Records -
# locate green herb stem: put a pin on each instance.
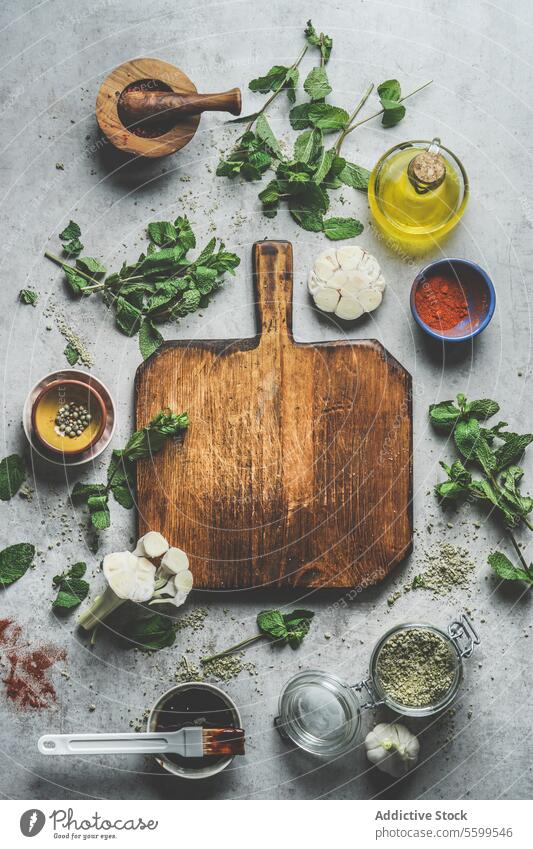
(381, 111)
(518, 550)
(274, 94)
(234, 648)
(73, 268)
(354, 114)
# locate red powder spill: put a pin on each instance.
(441, 303)
(28, 682)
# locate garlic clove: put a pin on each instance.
(349, 257)
(326, 299)
(129, 577)
(342, 276)
(370, 299)
(354, 285)
(348, 308)
(152, 544)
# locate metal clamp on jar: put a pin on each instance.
(321, 714)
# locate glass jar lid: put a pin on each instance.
(319, 712)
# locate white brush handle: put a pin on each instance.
(187, 742)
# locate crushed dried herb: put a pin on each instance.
(416, 667)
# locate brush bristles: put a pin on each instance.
(223, 741)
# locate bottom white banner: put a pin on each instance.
(255, 824)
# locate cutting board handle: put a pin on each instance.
(272, 268)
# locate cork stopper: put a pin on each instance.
(427, 170)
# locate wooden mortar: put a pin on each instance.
(147, 107)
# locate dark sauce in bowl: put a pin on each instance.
(195, 706)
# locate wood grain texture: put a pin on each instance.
(296, 470)
(107, 108)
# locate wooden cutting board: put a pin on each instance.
(296, 470)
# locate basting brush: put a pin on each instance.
(187, 742)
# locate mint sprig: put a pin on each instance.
(494, 452)
(280, 628)
(145, 442)
(303, 181)
(164, 284)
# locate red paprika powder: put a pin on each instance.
(441, 303)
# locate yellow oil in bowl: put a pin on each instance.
(417, 193)
(68, 417)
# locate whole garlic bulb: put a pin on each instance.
(346, 281)
(392, 748)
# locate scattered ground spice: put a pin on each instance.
(416, 667)
(194, 619)
(221, 669)
(28, 682)
(441, 303)
(445, 567)
(86, 358)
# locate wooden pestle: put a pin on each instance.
(149, 106)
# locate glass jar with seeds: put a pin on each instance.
(415, 670)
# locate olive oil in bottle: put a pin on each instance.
(417, 193)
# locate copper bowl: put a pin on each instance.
(95, 401)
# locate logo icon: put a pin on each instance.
(32, 822)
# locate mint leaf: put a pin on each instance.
(83, 491)
(271, 622)
(186, 237)
(299, 116)
(273, 80)
(71, 354)
(503, 567)
(128, 317)
(162, 233)
(444, 415)
(390, 90)
(14, 562)
(101, 519)
(151, 633)
(327, 117)
(482, 409)
(264, 132)
(76, 282)
(324, 164)
(12, 476)
(317, 84)
(29, 297)
(515, 445)
(342, 228)
(150, 339)
(71, 231)
(72, 590)
(323, 42)
(90, 266)
(308, 145)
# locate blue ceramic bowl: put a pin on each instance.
(478, 290)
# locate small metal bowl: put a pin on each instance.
(212, 766)
(88, 454)
(82, 391)
(478, 290)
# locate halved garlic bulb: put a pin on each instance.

Written request -
Arrange all of the records above as a numbered list, one line per item, with blank lines left out. Omit the picture from your answer.

Solution to this problem -
1. # locate green herb stem: put a pin on each instance.
2. (381, 111)
3. (518, 550)
4. (274, 94)
5. (234, 648)
6. (73, 268)
7. (354, 114)
8. # locate red powder spill: put a pin on each instance.
9. (441, 303)
10. (28, 682)
11. # locate garlic clove: put a pin on each instance.
12. (349, 257)
13. (326, 299)
14. (129, 577)
15. (342, 276)
16. (370, 299)
17. (354, 285)
18. (348, 308)
19. (152, 544)
20. # locate metal clamp on jar: put a pin on each instance.
21. (321, 714)
22. # locate glass jar lid: put a pin on each instance.
23. (319, 712)
24. # locate white brush handle: put a pin on each instance.
25. (187, 742)
26. # locate crushed dried herb: put a pin on each instance.
27. (416, 667)
28. # locate brush bristles: put a pin on each instance.
29. (223, 741)
30. # locate bottom white banner: put a pin on each instance.
31. (255, 824)
32. # locate cutting board handle: put a pin on each instance.
33. (272, 268)
34. # locate cork stopper: put a pin on each instance.
35. (427, 170)
36. # locate wooden mortar: put a pin on each instance.
37. (147, 107)
38. # locate dark sauce in bowl: put a pin on each instance.
39. (195, 706)
40. # locate wood grain texture: put a pin on each instance.
41. (296, 470)
42. (107, 108)
43. # locate wooden cutting board: put a pin on each instance.
44. (296, 470)
45. # locate basting brush: put a pin on each instance.
46. (187, 742)
47. # locate mint sprig: put a pin on each instance.
48. (494, 452)
49. (280, 628)
50. (145, 442)
51. (303, 181)
52. (164, 284)
53. # locate red paprika powder: put a pin on each instance.
54. (441, 303)
55. # locate yellow oil in bowl: put a pin on each instance.
56. (417, 193)
57. (68, 417)
58. # locate whole garlic bulb: put a pin on each instance.
59. (346, 281)
60. (392, 748)
61. # locate scattered ground spice: put a pin on each instance.
62. (416, 667)
63. (194, 619)
64. (221, 669)
65. (28, 682)
66. (441, 303)
67. (445, 567)
68. (86, 358)
69. # locate wooden pestle: put a pin on each instance.
70. (149, 106)
71. # locate glass jar with seeds: put a pin on each instance.
72. (415, 670)
73. # locate olive oil in bottle: put a pin on each instance.
74. (417, 193)
75. # locate copper bowl: put a pin on each instance.
76. (95, 401)
77. # locate logo icon: put a pin on each instance.
78. (32, 822)
79. # locate mint leaf: put a pin on each instance.
80. (83, 491)
81. (271, 622)
82. (186, 237)
83. (299, 116)
84. (273, 80)
85. (71, 354)
86. (503, 567)
87. (128, 317)
88. (162, 233)
89. (444, 415)
90. (390, 90)
91. (14, 562)
92. (101, 519)
93. (151, 633)
94. (327, 117)
95. (482, 409)
96. (264, 132)
97. (76, 282)
98. (324, 164)
99. (12, 476)
100. (317, 84)
101. (29, 297)
102. (515, 445)
103. (342, 228)
104. (150, 339)
105. (71, 231)
106. (72, 590)
107. (323, 42)
108. (90, 266)
109. (308, 145)
110. # locate blue ceramic bowl: put a pin on each instance.
111. (478, 290)
112. # locate small metal bowl: put a pin on each instance.
113. (212, 766)
114. (88, 454)
115. (82, 391)
116. (478, 290)
117. # locate halved garlic bulb: put a pin on each instance.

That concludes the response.